# START OF GIVEN DATA

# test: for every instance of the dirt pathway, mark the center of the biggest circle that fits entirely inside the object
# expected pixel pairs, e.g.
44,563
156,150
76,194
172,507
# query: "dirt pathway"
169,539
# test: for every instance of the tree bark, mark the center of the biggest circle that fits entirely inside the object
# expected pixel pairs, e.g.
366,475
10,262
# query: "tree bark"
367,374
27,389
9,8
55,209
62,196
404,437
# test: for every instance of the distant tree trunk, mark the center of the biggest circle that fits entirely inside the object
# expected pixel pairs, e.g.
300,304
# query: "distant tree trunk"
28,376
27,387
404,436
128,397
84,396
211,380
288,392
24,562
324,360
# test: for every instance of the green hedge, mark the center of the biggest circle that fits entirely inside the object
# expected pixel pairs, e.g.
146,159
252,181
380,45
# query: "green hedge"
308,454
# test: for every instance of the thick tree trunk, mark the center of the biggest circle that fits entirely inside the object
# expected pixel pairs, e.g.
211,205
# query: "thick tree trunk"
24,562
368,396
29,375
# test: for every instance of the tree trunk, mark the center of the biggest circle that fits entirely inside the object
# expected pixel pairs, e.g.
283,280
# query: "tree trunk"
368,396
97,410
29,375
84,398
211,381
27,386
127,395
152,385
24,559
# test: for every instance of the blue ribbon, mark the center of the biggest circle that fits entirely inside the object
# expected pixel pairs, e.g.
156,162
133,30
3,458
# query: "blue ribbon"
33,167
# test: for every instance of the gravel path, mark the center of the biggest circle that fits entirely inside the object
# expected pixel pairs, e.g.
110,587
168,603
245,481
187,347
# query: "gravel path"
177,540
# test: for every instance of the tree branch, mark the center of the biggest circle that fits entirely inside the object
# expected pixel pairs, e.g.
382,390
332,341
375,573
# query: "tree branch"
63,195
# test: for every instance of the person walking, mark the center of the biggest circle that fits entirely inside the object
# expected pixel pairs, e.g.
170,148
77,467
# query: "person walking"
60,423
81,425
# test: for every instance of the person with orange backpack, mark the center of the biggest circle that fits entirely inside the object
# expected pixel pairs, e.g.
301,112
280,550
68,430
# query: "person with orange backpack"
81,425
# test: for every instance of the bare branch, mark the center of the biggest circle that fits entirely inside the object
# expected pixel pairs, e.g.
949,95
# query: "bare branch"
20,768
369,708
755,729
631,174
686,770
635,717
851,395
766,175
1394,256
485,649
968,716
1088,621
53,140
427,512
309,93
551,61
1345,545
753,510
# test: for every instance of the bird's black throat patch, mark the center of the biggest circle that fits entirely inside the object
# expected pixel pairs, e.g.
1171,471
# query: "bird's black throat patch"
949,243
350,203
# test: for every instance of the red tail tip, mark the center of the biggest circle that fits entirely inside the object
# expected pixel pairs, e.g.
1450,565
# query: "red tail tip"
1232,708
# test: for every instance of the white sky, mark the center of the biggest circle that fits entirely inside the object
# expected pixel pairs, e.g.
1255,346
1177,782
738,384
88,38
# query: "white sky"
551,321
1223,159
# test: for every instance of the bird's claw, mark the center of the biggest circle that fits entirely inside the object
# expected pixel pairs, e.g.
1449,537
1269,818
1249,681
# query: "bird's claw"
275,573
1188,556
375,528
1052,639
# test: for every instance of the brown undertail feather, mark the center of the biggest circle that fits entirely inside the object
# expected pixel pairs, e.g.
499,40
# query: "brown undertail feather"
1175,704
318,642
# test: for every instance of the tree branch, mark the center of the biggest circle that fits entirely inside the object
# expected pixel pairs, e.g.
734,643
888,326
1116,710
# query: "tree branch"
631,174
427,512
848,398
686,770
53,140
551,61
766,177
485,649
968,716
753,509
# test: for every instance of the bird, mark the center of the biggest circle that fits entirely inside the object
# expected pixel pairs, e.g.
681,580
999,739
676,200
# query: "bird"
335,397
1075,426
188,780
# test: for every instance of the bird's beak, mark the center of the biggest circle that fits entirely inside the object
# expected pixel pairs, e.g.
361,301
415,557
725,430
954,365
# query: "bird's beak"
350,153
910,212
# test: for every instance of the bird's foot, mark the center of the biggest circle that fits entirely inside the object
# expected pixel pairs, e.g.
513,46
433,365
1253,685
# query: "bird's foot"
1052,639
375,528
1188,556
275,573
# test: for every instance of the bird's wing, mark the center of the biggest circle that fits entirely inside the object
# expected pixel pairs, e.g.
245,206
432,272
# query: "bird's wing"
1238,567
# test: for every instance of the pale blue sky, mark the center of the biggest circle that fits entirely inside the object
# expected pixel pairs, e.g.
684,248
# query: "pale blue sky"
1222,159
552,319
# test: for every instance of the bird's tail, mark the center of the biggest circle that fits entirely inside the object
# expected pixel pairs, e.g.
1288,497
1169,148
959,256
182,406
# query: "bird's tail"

# END OF GIVEN DATA

> INSTRUCTION
Extract, exactly as they appear, the lines from the one containing "# test: for every instance of the white" through the final line.

> ANSWER IN FULL
# test: for every instance of the white sky, mark the center of the biggest circle that fits entirely inside the object
# expected pixel pairs, e.g.
1255,346
1177,782
738,384
88,38
# query: "white sky"
551,321
1223,159
# test: for every instance of the bird's claw, mark the center of the biggest circle that fits entirely inside the object
# expected pixel pairs, e.g.
1449,537
1269,818
1249,681
# query: "bird's claw"
275,573
1188,556
375,528
1052,639
# test: for every instance of the brown undertail feather, mark the center of the biggest circle that fits entirely inside the object
# expected pixel pairs, e.g.
499,40
# query: "brown undertail feather"
1175,704
318,642
# test: for every instance of the tree branch, mark the center of the biggest circle that fits entirely inside the object
# expected pixel pairs, e.g.
734,643
888,326
1116,710
# query: "tree branch"
631,174
427,512
848,398
686,770
53,140
551,61
766,177
485,649
968,716
753,509
# test: for every instance of the bird, mark the center of the biggest circle that fits entirely inside the object
# expected pixel pairs, e.g.
681,580
999,739
676,200
# query: "bird"
335,397
1075,426
188,780
# test: for every instance of the bird's beak, mark the center of the biggest circle that fits entirely inside the object
# expected pixel pairs, e.g.
361,301
415,557
725,430
954,365
# query: "bird's beak"
350,153
910,212
# test: for every instance of the bird's foot, mark the center of the biggest circle that fits entirely inside the object
# expected pixel pairs, e.g.
513,46
433,365
1253,685
# query: "bird's foot"
1052,639
375,528
1188,556
275,573
# test: for every instance of the bird's wing, mark the center of the biggest circle that fits entirely inside the object
# expected pixel pairs, e.g.
245,206
432,272
# query: "bird's wing"
1238,567
# test: for every instance of the pale blue sky, mark the center of the biggest circle that fits entirely inside the object
# expected pixel pairs, e.g.
684,248
# query: "pale blue sky"
1222,159
552,319
# test: for every instance of the bird's tail, mark the center of the biggest circle that fits entirely inside the object
# expected pixel pairs, e.g.
1288,497
1169,148
959,256
182,406
# query: "bird's tail"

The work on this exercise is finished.